- Set exercise: Rewrite the items below, swapping "Note to the class" for "Reminder for the group" everywhere it occurs and keeping every other word and line unchanged.

___ Record set ___

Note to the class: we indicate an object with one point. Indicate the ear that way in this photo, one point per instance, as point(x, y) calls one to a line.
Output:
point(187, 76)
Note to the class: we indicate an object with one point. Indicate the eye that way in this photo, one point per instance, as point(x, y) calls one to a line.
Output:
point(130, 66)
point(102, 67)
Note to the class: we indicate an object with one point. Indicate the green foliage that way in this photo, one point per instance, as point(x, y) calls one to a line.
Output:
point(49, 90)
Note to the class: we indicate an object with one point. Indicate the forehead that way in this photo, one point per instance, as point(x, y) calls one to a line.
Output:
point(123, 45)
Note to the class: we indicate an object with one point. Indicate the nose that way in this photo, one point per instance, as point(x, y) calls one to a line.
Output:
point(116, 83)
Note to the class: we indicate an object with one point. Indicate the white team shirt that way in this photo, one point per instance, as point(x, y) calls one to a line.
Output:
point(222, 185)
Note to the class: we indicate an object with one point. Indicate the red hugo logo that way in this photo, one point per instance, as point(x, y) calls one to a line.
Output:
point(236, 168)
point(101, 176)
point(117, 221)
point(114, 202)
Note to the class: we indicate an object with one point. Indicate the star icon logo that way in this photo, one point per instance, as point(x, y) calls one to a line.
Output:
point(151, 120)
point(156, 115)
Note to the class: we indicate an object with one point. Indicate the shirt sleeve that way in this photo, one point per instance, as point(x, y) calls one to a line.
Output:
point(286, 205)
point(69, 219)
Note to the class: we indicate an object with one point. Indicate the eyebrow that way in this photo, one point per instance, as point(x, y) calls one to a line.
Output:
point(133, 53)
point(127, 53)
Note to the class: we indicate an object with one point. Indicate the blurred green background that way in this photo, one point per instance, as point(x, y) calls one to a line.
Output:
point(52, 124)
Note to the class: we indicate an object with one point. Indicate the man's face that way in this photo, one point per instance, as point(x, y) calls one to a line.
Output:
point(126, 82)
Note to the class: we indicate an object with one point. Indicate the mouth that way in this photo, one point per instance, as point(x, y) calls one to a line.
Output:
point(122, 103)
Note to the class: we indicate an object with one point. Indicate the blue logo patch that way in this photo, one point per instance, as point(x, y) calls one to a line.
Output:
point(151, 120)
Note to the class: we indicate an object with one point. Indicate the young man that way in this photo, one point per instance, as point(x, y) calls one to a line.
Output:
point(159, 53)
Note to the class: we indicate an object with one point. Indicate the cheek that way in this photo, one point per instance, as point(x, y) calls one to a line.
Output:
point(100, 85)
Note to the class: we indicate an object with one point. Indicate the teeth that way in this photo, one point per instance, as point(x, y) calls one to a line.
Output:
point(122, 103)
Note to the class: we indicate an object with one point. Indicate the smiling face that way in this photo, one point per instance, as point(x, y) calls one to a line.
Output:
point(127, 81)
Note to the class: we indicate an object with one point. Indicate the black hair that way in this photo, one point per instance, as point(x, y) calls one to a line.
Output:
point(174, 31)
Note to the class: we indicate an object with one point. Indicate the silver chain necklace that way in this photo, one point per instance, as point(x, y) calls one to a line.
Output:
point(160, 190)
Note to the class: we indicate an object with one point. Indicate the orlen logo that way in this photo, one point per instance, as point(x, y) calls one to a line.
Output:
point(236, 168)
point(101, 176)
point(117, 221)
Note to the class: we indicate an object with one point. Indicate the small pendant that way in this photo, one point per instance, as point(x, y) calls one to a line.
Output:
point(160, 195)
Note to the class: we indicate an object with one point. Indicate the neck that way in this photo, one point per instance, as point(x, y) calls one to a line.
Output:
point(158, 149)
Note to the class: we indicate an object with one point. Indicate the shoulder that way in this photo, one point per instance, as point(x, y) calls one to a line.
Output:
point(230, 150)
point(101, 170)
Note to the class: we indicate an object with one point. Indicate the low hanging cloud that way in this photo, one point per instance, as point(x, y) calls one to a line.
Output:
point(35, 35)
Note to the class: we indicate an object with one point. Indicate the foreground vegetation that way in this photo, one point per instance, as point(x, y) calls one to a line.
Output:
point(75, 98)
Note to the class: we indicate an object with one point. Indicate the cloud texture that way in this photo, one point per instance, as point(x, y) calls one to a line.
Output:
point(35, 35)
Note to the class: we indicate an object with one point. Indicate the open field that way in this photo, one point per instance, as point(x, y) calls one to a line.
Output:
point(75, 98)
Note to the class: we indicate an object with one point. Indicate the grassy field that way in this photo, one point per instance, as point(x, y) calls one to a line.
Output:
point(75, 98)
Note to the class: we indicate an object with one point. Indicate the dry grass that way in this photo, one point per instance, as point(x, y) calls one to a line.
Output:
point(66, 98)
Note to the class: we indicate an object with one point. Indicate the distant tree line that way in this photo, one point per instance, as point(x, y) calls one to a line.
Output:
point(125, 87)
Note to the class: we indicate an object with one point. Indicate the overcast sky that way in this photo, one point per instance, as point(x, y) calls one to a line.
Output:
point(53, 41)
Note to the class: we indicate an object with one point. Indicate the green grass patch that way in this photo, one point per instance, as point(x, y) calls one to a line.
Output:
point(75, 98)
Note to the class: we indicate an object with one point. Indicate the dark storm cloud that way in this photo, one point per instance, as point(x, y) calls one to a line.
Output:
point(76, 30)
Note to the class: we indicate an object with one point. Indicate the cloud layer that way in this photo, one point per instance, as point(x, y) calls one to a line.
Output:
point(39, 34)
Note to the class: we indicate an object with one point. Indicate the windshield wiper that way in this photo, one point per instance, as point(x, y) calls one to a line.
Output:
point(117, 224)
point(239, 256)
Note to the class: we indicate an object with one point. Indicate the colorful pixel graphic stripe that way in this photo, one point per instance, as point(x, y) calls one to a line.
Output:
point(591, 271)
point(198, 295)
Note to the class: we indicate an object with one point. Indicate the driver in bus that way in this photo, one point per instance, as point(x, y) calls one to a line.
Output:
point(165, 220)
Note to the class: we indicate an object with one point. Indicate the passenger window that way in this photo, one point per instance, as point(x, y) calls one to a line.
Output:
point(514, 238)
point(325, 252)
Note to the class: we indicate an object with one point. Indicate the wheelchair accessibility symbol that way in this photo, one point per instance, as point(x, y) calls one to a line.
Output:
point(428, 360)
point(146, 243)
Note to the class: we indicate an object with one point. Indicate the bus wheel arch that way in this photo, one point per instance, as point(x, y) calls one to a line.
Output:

___

- Exercise result:
Reminder for the group: we indicate an object with one point. Indicate the ear that way in this photo, one point per instance, as point(x, y) calls one to a line.
Output:
point(187, 76)
Reminder for the group: we indicate an object with one point. Indicate the eye that way in this photo, one point per instance, as point(x, y) calls one to a line.
Output:
point(130, 66)
point(102, 67)
Reminder for the group: we indicate an object with one point. Indicate the green foliage that way in this photo, one point per instance, as point(x, y) calls one to a line.
Output:
point(49, 90)
Reminder for the group: we indicate an object with one point. Indicate the forehead that way in this photo, one point per instance, as point(x, y) calls one to a line.
Output:
point(123, 45)
Reminder for the group: we indicate an object with one point. Indicate the nose that way in this photo, one point per instance, as point(x, y) calls one to a line.
Output:
point(116, 83)
Reminder for the group: we indicate an object with one point. Indicate the white team shirt that way in this photo, one point per instance, as point(x, y) calls one to a line.
Output:
point(222, 185)
Reminder for the group: we indicate an object with one point. Indicate the red hugo logo that way in this photo, one point per instance, as point(x, y) calls one to a line.
Output:
point(236, 168)
point(101, 176)
point(117, 221)
point(114, 202)
Reminder for the group: we indicate an object with one point. Indicate the star icon logo that way in this photo, one point per instance, as point(x, y) calls one to a line.
Output:
point(151, 120)
point(156, 115)
Reminder for the group: we indicate an object with one point. Indicate the shirt sleeve that way in this photo, one point per instance, as point(x, y) calls one to a line.
Output:
point(286, 205)
point(69, 219)
Reminder for the group: we indicate an object with one point. Indicate the eyebrow that way in this photo, one point per instance, as point(x, y) calls one to a line.
Output:
point(133, 53)
point(127, 53)
Reminder for the group: we indicate an object with one point. Indicate the blurred green background that way in this photo, one point per instance, as point(x, y) calls one to a line.
Output:
point(52, 124)
Reminder for the group: we indicate an object with one point. Indicate the man's face that way in this photo, one point per instance, as point(x, y) calls one to a line.
Output:
point(126, 82)
Reminder for the group: we indicate an object with one point. Indicate the mouth that way in this photo, one point per instance, as point(x, y) calls one to a line.
Output:
point(122, 103)
Reminder for the group: we indicate an object with one point. Indicate the blue logo patch that way in this photo, one point per instance, as point(x, y) calls one to a line.
Output:
point(151, 120)
Reminder for the group: we indicate an object with one point. Indicate the young man that way in this photo, one point per instance, as point(x, y) calls one to a line.
Output:
point(159, 53)
Reminder for the group: we indicate an object with one point. Indicate the cheek that way in this photo, one point per instance, as point(x, y) calls one to a line.
Output:
point(100, 85)
Reminder for the group: we indicate an object with one point. Indicate the teeth that way in this photo, one point per instance, as point(x, y) calls one to a line.
Output:
point(122, 103)
Reminder for the group: we indicate an object with one point. Indicate the smiling face that way in this photo, one point per instance, as point(x, y) calls one to a line.
Output:
point(127, 81)
Reminder for the group: we indicate an object with one point. Indicate the black hair that way in this photo, one point per instance, as point(x, y) calls one to a line.
Output:
point(174, 31)
Reminder for the group: we indicate an object with one point. Indicate the silver chain necklace that way in this photo, one point per instance, as point(x, y) calls one to a line.
Output:
point(160, 190)
Reminder for the group: we indicate an object with one point. Indicate the orlen logo that way in this photo, one point per instance, as point(x, y) calls one to a line.
Output:
point(236, 168)
point(101, 176)
point(117, 221)
Reminder for the group: we indicate an object with one point. Indicate the small pendant that way in this photo, one point per instance, as point(x, y) calls one to a line.
Output:
point(160, 195)
Reminder for the group: we indicate an object with one point. Indicate the neck that way in this photo, one point per instance, as point(x, y) calls one to a line.
Output:
point(158, 149)
Reminder for the group: we indicate an object with one point. Indicate the shoulder that way in this photo, one point per instance, as point(x, y) calls one to a line.
Output:
point(230, 150)
point(101, 170)
Reminder for the group: we indicate an object with one point. Indicate the low hanging cloud that way in this photo, one point per instance, as point(x, y) calls one to a line.
Output:
point(35, 35)
Reminder for the group: we indicate an object with one point. Indicate the foreground vegetation that way in this photo, one point per instance, as point(x, y) calls one to a line.
Output:
point(75, 98)
Reminder for the group: we indicate an object with one point. Indicate the cloud texture that way in this photo, one point per instance, as point(x, y) calls one to a line.
Output:
point(35, 35)
Reminder for the group: we indicate an object with one point. Indicate the open field that way in this photo, one point per instance, as point(x, y) calls one to a line.
Output:
point(75, 98)
Reminder for the group: we indicate an object with one point. Indicate the grassy field that way in this photo, one point per instance, as point(x, y) calls one to a line.
Output:
point(75, 98)
Reminder for the group: we indicate an object with one point. Indicate the dry grass that way in this photo, one point per instance, as point(x, y) calls one to a line.
Output:
point(66, 98)
Reminder for the group: we indicate an object with one point. Indicate the distant tree line that way in this photo, one point per instance, as point(x, y) calls one to a line.
Output:
point(125, 87)
Reminder for the group: we indicate an object with one point. Indicate the overcast sky that way in this photo, one point per instance, as point(x, y) calls one to a line.
Output:
point(53, 41)
Reminder for the group: we indicate an object with one point. Indicate the green grass patch that way in this photo, one point per instance, as point(x, y) calls one to a line.
Output:
point(75, 98)
Reminder for the group: we indicate an object with one point. Indicate the dark storm cloud that way in this photo, one point per instance, as point(x, y) calls one to a line.
Output:
point(76, 30)
Reminder for the group: we indicate an object with one point. Indicate the cloud layer that way in this photo, one point per instance, as point(x, y) calls one to a line.
Output:
point(39, 34)
Reminder for the group: we indicate an object with one point. Indicate the windshield wiper that way in this photo, one point per instance, as point(x, y) calls one to a line.
Output:
point(117, 224)
point(239, 256)
Reminder for the group: we indicate an object with one point. Indicate the colorful pixel graphic stripe that way in this photo, one point per instance, as point(x, y) calls one to a line.
Output:
point(591, 271)
point(198, 295)
Reminder for the group: we indicate an object with one point. Indicate the driver in bus that way in this photo, one point per instance, as point(x, y) calls one to a line.
Output:
point(165, 220)
Reminder for the group: we indicate an object with one point. Indicate the passenger window that way in this photo, one point per instance, as point(x, y) calls one to a line.
Output:
point(514, 238)
point(325, 252)
Reminder for the group: we indicate an object with one point. Indicate the wheelchair accessibility symbol that way in this photo, one point per instance, as point(x, y) calls one to a line.
Output:
point(428, 360)
point(146, 243)
Reminder for the group: we indicate an object with one point. Indicate the bus wheel arch that way in this photo, one point per instance, as point(x, y) calls one to a line.
Output:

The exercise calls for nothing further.